◆ Exercise details:
Return all of the records below verbatim.

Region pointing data
******************************
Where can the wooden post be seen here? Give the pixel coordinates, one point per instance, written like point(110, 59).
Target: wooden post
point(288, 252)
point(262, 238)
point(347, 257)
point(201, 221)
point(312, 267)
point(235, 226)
******************************
◆ Answer to this problem:
Where can the wooden post be seen here? Give the pixel coordinates, one point per instance, written like point(110, 59).
Target: wooden post
point(288, 252)
point(262, 238)
point(347, 257)
point(201, 221)
point(312, 267)
point(235, 226)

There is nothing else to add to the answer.